## [STATED PROBLEM]
Transcribe every line of the items below word for word, omitting the pictures.

## [THE RECORDS]
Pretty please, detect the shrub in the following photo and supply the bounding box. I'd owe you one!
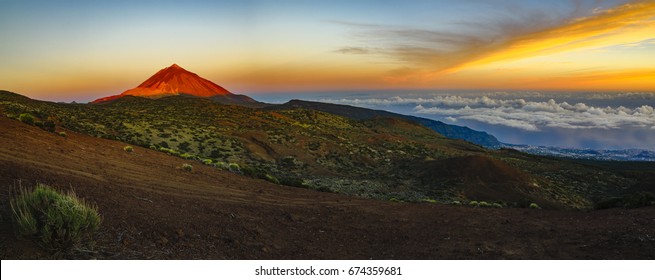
[264,174,280,185]
[18,113,36,125]
[478,201,491,207]
[10,184,101,248]
[594,192,655,210]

## [TASK OUTPUT]
Pretty please, detect the shrub in the following photo and supply the bounding box. I'd owe you one!
[264,174,280,185]
[18,113,36,125]
[478,201,491,207]
[10,184,101,248]
[594,192,655,210]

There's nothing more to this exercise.